------ Exercise input ------

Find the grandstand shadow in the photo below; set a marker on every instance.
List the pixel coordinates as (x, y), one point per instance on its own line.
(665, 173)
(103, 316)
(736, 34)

------

Written task: Rewrite all of the lines above, including the requests, and shift each answer's coordinates by adding 90 to every x and y value.

Written response:
Find the grandstand shadow in the photo below; set a marker on every instance.
List the pixel coordinates as (x, y), one point per instance on its own line.
(755, 263)
(193, 406)
(826, 124)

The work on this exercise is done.